* WHAT THE TASK REQUIRES *
Repeat each entry exactly, but do not carry over the pictures.

* DATASET RECORDS *
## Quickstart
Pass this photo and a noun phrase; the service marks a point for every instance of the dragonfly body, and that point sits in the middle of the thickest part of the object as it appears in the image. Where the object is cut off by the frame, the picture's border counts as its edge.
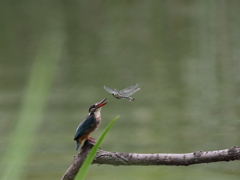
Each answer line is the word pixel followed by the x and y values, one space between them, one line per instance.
pixel 125 93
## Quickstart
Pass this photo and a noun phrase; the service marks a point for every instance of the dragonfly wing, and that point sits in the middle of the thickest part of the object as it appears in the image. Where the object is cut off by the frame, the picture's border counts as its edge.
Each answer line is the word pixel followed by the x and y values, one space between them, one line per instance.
pixel 127 94
pixel 109 89
pixel 128 89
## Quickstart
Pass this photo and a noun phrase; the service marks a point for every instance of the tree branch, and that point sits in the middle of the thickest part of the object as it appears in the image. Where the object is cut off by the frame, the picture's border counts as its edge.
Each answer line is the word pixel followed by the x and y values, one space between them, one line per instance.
pixel 122 158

* RESULT *
## Quickstart
Pass this photo and a noun phrase; the service marks a point for every instance of the dragonfly body, and that point sits in the middle of the thickest part of the object as it appears in the image. Where the object is cut off by the frame, the picture's border counts as its edge.
Each answer line is the word pixel followed by the x and y values, one space between them, one line per instance.
pixel 125 93
## Quickstart
Pass this photo and a noun phrase; the service marks a point for every instance of the dragonfly wing, and that point sits in the middle of the thickest part of the object as it appears in the image. Where the object is cut off by the frame, the picture's border counts as its edge.
Each answer line is the word pixel followed by the x and y values, one space between them, one line per instance.
pixel 127 94
pixel 109 89
pixel 128 89
## Quickstart
Pass this photo and a noun phrase; the service marks a point for every instance of the tree branch, and that point sits in the middle of the thickest part of the object as it appears in the image. Where the object is cut off by the frame, the picture's border counts as its edge.
Each answer line is the word pixel followed by the x and y values, one space between them, one line per instance.
pixel 122 158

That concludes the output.